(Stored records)
-------
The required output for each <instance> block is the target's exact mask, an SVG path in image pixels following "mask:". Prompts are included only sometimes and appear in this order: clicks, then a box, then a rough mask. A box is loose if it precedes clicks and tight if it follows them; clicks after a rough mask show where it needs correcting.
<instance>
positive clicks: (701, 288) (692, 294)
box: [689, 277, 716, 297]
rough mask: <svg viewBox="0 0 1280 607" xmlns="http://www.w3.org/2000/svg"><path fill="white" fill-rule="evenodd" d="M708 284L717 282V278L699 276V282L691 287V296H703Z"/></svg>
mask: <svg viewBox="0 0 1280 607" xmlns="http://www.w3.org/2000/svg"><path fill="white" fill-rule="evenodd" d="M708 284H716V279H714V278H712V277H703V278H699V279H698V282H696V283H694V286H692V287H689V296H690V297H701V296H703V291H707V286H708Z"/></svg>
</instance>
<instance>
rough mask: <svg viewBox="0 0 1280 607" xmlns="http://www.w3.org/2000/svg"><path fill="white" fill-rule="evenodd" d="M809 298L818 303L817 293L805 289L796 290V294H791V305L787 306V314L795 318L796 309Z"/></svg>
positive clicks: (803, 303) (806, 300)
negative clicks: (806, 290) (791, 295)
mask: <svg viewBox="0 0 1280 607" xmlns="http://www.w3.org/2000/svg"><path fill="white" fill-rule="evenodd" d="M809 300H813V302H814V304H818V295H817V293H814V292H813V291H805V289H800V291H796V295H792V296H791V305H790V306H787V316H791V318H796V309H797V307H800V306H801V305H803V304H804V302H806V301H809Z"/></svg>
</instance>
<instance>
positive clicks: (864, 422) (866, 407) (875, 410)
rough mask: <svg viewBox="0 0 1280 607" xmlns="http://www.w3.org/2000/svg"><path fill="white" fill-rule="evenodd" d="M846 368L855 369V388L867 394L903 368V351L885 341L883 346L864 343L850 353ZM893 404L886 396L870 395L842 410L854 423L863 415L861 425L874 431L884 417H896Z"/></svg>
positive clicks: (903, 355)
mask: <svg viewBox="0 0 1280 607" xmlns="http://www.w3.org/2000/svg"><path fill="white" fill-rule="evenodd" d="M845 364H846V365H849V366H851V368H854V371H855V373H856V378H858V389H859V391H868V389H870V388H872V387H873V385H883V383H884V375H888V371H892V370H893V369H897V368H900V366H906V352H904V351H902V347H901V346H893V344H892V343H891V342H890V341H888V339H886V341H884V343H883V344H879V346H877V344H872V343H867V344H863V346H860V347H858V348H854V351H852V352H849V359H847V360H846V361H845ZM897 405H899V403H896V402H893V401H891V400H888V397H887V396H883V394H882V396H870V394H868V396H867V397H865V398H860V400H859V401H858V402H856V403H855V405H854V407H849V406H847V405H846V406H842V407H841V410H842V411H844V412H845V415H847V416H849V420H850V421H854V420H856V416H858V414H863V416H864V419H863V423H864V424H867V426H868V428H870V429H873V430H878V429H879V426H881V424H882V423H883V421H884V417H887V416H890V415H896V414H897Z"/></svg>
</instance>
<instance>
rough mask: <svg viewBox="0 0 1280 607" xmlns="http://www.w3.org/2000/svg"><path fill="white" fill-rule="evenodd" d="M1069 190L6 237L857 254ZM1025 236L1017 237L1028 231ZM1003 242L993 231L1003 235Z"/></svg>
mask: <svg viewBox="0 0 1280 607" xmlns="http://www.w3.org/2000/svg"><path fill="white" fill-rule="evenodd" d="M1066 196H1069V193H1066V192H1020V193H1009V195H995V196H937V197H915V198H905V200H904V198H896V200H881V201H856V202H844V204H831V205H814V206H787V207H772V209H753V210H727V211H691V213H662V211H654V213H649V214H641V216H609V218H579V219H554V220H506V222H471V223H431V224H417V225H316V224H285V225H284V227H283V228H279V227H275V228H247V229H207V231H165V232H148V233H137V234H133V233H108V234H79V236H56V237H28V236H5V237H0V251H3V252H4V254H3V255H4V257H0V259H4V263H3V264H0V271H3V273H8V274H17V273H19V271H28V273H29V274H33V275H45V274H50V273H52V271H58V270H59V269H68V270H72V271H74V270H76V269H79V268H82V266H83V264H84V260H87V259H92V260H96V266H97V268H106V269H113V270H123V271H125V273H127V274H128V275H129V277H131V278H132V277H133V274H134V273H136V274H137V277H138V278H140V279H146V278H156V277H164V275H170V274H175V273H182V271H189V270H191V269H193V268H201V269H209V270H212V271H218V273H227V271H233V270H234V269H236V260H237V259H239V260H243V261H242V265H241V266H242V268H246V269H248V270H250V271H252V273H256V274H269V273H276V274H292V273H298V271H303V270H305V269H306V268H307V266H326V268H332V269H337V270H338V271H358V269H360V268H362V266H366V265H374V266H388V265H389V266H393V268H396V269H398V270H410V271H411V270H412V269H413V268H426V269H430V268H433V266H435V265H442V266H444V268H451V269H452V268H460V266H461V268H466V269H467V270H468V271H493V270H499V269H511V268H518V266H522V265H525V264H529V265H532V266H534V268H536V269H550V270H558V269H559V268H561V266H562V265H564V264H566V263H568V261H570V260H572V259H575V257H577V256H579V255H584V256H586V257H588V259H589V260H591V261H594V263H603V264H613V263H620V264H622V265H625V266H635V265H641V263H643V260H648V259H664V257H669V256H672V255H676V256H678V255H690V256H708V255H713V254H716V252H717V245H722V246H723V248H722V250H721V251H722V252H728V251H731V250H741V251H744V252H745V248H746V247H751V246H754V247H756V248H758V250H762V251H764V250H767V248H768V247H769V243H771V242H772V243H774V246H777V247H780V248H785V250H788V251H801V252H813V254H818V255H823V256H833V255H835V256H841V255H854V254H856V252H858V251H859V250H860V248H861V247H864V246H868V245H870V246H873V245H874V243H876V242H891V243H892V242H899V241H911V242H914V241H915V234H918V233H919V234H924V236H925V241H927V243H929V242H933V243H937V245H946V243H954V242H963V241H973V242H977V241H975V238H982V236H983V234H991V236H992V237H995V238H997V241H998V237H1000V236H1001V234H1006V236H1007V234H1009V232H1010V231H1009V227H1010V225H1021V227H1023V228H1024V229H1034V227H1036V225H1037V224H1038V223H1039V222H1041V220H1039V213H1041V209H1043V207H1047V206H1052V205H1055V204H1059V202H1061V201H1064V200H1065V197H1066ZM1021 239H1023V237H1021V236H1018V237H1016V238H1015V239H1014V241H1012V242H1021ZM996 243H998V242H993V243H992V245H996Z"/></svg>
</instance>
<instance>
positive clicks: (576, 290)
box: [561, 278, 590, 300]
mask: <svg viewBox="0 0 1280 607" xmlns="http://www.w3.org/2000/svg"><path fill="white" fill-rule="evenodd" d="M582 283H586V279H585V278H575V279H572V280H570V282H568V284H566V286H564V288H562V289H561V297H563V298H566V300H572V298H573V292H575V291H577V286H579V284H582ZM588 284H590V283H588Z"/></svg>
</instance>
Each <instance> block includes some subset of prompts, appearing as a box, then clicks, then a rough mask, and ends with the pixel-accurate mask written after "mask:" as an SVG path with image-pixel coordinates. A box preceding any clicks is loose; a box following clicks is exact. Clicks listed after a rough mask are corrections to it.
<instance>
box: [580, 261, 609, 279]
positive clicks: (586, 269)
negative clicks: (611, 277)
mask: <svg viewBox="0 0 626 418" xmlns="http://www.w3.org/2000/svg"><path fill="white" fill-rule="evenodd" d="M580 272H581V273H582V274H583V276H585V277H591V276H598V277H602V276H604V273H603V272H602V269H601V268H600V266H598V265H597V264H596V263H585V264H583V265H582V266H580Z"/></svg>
-------
**WHAT YOU ARE ASKED TO DO:** Only an exact retyping of the full data will do.

**EXERCISE OUTPUT:**
The required output for each <instance> block is the target's exact mask, an SVG path in image pixels following "mask:". Prompts are included only sometimes and appear in this order: clicks, then a box, then a rough mask. A box is loose if it precedes clicks and tight if it follows them; clicks after a rough mask show where it needs correcting.
<instance>
positive clicks: (701, 288) (692, 294)
box: [689, 277, 716, 297]
rough mask: <svg viewBox="0 0 1280 607" xmlns="http://www.w3.org/2000/svg"><path fill="white" fill-rule="evenodd" d="M708 284L717 282V278L699 276V282L691 287V296H703Z"/></svg>
mask: <svg viewBox="0 0 1280 607" xmlns="http://www.w3.org/2000/svg"><path fill="white" fill-rule="evenodd" d="M708 284H716V279H714V278H712V277H703V278H699V279H698V282H696V283H694V286H692V287H689V296H690V297H701V296H703V291H707V286H708Z"/></svg>
</instance>
<instance>
rough mask: <svg viewBox="0 0 1280 607" xmlns="http://www.w3.org/2000/svg"><path fill="white" fill-rule="evenodd" d="M809 298L818 303L817 293L805 289L796 290V294H791V305L787 306V314L795 318L796 309Z"/></svg>
positive clicks: (803, 303) (806, 300)
negative clicks: (806, 290) (791, 295)
mask: <svg viewBox="0 0 1280 607" xmlns="http://www.w3.org/2000/svg"><path fill="white" fill-rule="evenodd" d="M809 300H813V302H814V304H818V295H817V293H814V292H813V291H805V289H800V291H796V295H792V296H791V305H790V306H787V316H791V318H796V309H797V307H800V306H801V305H803V304H804V302H806V301H809Z"/></svg>
</instance>
<instance>
positive clicks: (864, 422) (866, 407) (875, 410)
rough mask: <svg viewBox="0 0 1280 607" xmlns="http://www.w3.org/2000/svg"><path fill="white" fill-rule="evenodd" d="M846 368L855 369V388L867 394L903 368V351L885 341L883 346L864 343L850 353ZM893 404L886 396L870 395L842 410L854 423L863 415L861 425L874 431L884 417H896Z"/></svg>
positive clicks: (903, 355)
mask: <svg viewBox="0 0 1280 607" xmlns="http://www.w3.org/2000/svg"><path fill="white" fill-rule="evenodd" d="M845 364H846V365H849V366H851V368H854V371H855V373H856V378H858V389H859V391H868V389H870V388H872V387H873V385H883V383H884V375H888V371H892V370H893V369H897V368H900V366H906V352H904V351H902V347H901V346H893V344H892V343H891V342H890V341H888V339H886V341H884V343H883V344H879V346H877V344H872V343H867V344H863V346H860V347H858V348H854V351H852V352H849V359H847V360H846V361H845ZM897 405H899V403H896V402H893V401H891V400H888V397H887V396H883V394H882V396H870V394H868V396H867V397H865V398H860V400H859V401H858V402H856V403H855V405H854V407H849V406H847V405H846V406H842V407H841V410H842V411H844V412H845V415H847V416H849V420H850V421H854V420H856V416H858V414H863V416H864V419H863V423H864V424H867V426H868V428H870V429H873V430H878V429H879V426H881V424H882V423H883V421H884V417H887V416H890V415H896V414H897Z"/></svg>
</instance>
<instance>
rough mask: <svg viewBox="0 0 1280 607" xmlns="http://www.w3.org/2000/svg"><path fill="white" fill-rule="evenodd" d="M1069 190L6 237L857 254ZM1025 236L1017 237L1028 231ZM1003 242L993 231L1003 235Z"/></svg>
mask: <svg viewBox="0 0 1280 607" xmlns="http://www.w3.org/2000/svg"><path fill="white" fill-rule="evenodd" d="M1066 196H1069V193H1066V192H1020V193H1009V195H995V196H937V197H915V198H905V200H904V198H896V200H881V201H856V202H844V204H831V205H814V206H787V207H772V209H753V210H727V211H691V213H662V211H654V213H649V214H641V216H609V218H579V219H554V220H506V222H471V223H431V224H417V225H316V224H285V225H284V227H283V228H279V227H275V228H247V229H207V231H165V232H148V233H137V234H133V233H108V234H79V236H56V237H28V236H5V237H0V251H3V252H4V254H3V255H4V257H0V259H4V263H3V264H0V271H3V273H8V274H17V273H19V271H28V273H29V274H33V275H45V274H50V273H52V271H58V270H59V269H68V270H72V271H74V270H76V269H79V268H82V266H83V264H84V260H87V259H92V260H96V266H97V268H106V269H113V270H123V271H125V273H127V274H128V275H129V277H131V278H132V277H133V274H134V273H136V274H137V277H138V278H140V279H146V278H156V277H164V275H170V274H175V273H182V271H189V270H191V269H193V268H201V269H209V270H212V271H218V273H227V271H233V270H234V269H236V260H237V259H239V260H243V261H242V265H241V266H242V268H246V269H248V270H250V271H252V273H256V274H269V273H276V274H292V273H298V271H303V270H305V269H306V268H307V266H326V268H332V269H337V270H338V271H358V269H360V268H362V266H366V265H374V266H388V265H389V266H393V268H396V269H398V270H410V271H411V270H412V269H413V268H426V269H430V268H433V266H435V265H442V266H444V268H451V269H452V268H460V266H461V268H466V269H467V270H468V271H493V270H499V269H511V268H518V266H522V265H525V264H529V265H532V266H534V268H536V269H550V270H558V269H559V268H561V266H562V265H564V264H566V263H568V261H570V260H572V259H575V257H577V256H579V255H584V256H586V257H588V259H589V260H591V261H594V263H603V264H613V263H620V264H622V265H625V266H635V265H641V263H643V260H648V259H664V257H669V256H672V255H676V256H678V255H690V256H708V255H713V254H716V252H717V245H722V246H723V248H722V250H721V251H722V252H728V251H731V250H741V251H744V252H745V248H746V247H751V246H754V247H756V248H758V250H762V251H764V250H767V248H768V247H769V243H771V242H772V243H774V246H777V247H780V248H785V250H788V251H801V252H813V254H818V255H823V256H833V255H835V256H841V255H854V254H856V252H858V251H859V250H860V248H861V247H864V246H868V245H870V246H873V245H874V243H876V242H891V243H892V242H899V241H911V242H914V241H915V234H918V233H919V234H924V236H925V241H927V243H929V242H933V243H937V245H946V243H954V242H963V241H973V242H977V241H975V238H982V236H983V234H991V236H992V237H995V238H997V241H998V237H1000V236H1001V234H1006V236H1007V234H1009V232H1010V231H1009V227H1010V225H1021V227H1023V228H1024V229H1034V227H1036V225H1037V224H1038V223H1039V222H1041V220H1039V213H1041V209H1043V207H1047V206H1052V205H1055V204H1059V202H1061V201H1064V200H1065V197H1066ZM1021 239H1023V237H1021V236H1018V237H1016V238H1015V239H1014V241H1012V242H1021ZM996 243H998V242H993V243H992V245H996Z"/></svg>
</instance>
<instance>
positive clicks: (576, 290)
box: [561, 278, 590, 300]
mask: <svg viewBox="0 0 1280 607" xmlns="http://www.w3.org/2000/svg"><path fill="white" fill-rule="evenodd" d="M582 283H586V279H585V278H575V279H572V280H570V282H568V284H566V286H564V288H562V289H561V297H563V298H566V300H572V298H573V292H575V291H577V286H579V284H582ZM588 284H590V283H588Z"/></svg>
</instance>
Each <instance> block includes some subset of prompts, appearing as a box, then clicks, then a rough mask, and ends with the pixel-accurate mask written after "mask:" as an SVG path with image-pixel coordinates. A box preceding any clicks is loose; a box following clicks is exact. Clicks listed after a rough mask are corrections to it.
<instance>
box: [580, 261, 609, 279]
positive clicks: (586, 269)
negative clicks: (611, 277)
mask: <svg viewBox="0 0 626 418" xmlns="http://www.w3.org/2000/svg"><path fill="white" fill-rule="evenodd" d="M580 272H581V273H582V274H583V276H585V277H591V276H598V277H602V276H604V273H603V272H602V269H601V268H600V266H598V265H597V264H596V263H585V264H583V265H582V266H580Z"/></svg>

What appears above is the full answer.